> _What you have to do_: The records that follow must be printed exactly as they are.
*** The data
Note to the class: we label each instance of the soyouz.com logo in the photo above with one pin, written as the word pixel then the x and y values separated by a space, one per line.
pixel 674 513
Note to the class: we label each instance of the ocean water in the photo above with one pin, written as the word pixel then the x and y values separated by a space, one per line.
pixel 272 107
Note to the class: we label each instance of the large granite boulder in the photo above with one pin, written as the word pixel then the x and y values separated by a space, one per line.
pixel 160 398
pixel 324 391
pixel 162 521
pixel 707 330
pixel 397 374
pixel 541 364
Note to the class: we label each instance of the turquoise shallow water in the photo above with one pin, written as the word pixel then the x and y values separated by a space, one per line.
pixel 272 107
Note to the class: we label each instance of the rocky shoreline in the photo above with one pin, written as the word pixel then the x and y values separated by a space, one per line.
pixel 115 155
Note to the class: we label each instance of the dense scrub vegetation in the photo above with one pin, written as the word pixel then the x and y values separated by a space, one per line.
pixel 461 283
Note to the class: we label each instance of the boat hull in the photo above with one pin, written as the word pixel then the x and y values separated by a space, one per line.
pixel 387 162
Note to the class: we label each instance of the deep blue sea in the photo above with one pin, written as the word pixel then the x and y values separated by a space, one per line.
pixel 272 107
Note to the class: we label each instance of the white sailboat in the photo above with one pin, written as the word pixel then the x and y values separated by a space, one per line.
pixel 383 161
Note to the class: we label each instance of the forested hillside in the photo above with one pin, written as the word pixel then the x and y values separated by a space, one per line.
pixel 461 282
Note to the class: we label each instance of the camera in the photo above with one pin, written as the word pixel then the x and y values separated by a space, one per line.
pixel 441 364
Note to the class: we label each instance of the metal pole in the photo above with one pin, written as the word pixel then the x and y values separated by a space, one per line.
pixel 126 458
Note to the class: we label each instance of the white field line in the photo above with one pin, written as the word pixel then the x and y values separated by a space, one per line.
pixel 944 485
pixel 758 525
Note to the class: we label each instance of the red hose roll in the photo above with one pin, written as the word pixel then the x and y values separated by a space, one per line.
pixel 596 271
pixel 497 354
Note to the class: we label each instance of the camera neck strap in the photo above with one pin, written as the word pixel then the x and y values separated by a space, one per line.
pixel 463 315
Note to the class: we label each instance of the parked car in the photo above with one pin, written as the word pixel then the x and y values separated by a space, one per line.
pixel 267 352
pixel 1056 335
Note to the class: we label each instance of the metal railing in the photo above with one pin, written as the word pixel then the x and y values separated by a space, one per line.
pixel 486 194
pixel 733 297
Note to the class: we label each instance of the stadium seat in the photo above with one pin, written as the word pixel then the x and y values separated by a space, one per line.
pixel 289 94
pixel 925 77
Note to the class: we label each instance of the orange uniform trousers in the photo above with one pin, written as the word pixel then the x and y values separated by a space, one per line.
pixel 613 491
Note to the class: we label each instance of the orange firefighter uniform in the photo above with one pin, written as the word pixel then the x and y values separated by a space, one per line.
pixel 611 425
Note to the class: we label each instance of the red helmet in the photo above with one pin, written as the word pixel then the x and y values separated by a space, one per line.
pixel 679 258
******
> _Result_:
Note to the class: we label each instance of the soyouz.com logo in the photo above with one pin, written as the word pixel then the x and y values separated by a space, one per line.
pixel 674 513
Note to the class: we label each instance of the ocean water in the photo above with one pin, written as the word pixel then the x and y values separated by a space, one per line.
pixel 272 107
Note to the class: we label each instance of the large granite boulder in the photo above with one pin, written as the word pixel then the x and y values separated by a space, one per line.
pixel 160 398
pixel 324 391
pixel 162 521
pixel 707 330
pixel 397 374
pixel 541 364
Note to the class: we label each instance of the turquoise shallow water in the photo above with one pin, written as the word pixel then the x and y values separated by a space, one per line.
pixel 272 107
Note to the class: we label each instance of the rocky shoreline in the photo above with one pin, written as the word pixel then the x and y values separated by a space, one per line.
pixel 115 155
Note to the class: we label each instance of the dense scrub vegetation in the photo above with one pin, written as the word pixel then the x and y values separated by a space, one per line.
pixel 461 283
Note to the class: we label each instance of the boat hull in the photo above with one pin, written as the word pixel then the x and y values separated by a space, one per line.
pixel 387 162
Note to the class: we label each instance of the deep blue sea in the photo above with one pin, written as the word pixel then the x and y values separated by a space, one per line.
pixel 272 107
Note to the class: we label each instance of the white sailboat in the photo above with one pin, written as the word pixel then the x and y values separated by a space, one per line.
pixel 383 161
Note to the class: we label each instance of the forested hillside in the photo above with one pin, written as the word pixel then the x and y values separated by a space, one per line.
pixel 461 282
Note to the class: we label each instance of the camera in the photo above with one pin, written as the word pixel then the x and y values separated by a space, one per line.
pixel 441 364
Note to the class: we label each instance of the metal pole in the photo above with one pin, written as the word pixel then the x and y values separated by a space, one per line.
pixel 126 458
Note to the class: we label each instance of the white field line in the photo above with one pin, written as the word pixel then the x and y values separated by a space, one per line.
pixel 944 485
pixel 758 525
Note to the class: we label each instance of the red hose roll in the photo above with one pin, written as the word pixel then the x and y values separated by a space, one per line.
pixel 596 271
pixel 497 354
Note to the class: we label each instance of the camera neck strap in the photo above with one pin, written as the word pixel then the x and y values separated by a space, one per line.
pixel 463 315
Note to the class: we label each instance of the parked car in the photo above with one pin, written as the word pixel then the x and y values separated by a space, one per line.
pixel 267 352
pixel 1056 335
Note to the class: we label each instance of the metal railing in the photo above with one pin, written as the word pixel then the x and y values separated by a space, one per line.
pixel 486 194
pixel 733 297
Note to the class: we label each instance of the stadium seat in the photo above with one pin, written as the word pixel then the x and y values separated by a space, one per line.
pixel 289 94
pixel 925 77
Note to the class: we label each instance of the orange uniform trousers in the photo above with one pin, written as the word pixel then the x and y values separated by a space, one per line.
pixel 613 491
Note to the class: we label each instance of the orange firefighter uniform in the photo above with one pin, written as the word pixel then the x and y values separated by a space, one per line.
pixel 611 425
Note to the class: we label each instance of the red helmet in the photo above with one pin, written as the word pixel then the x and y values separated by a space, one per line.
pixel 679 258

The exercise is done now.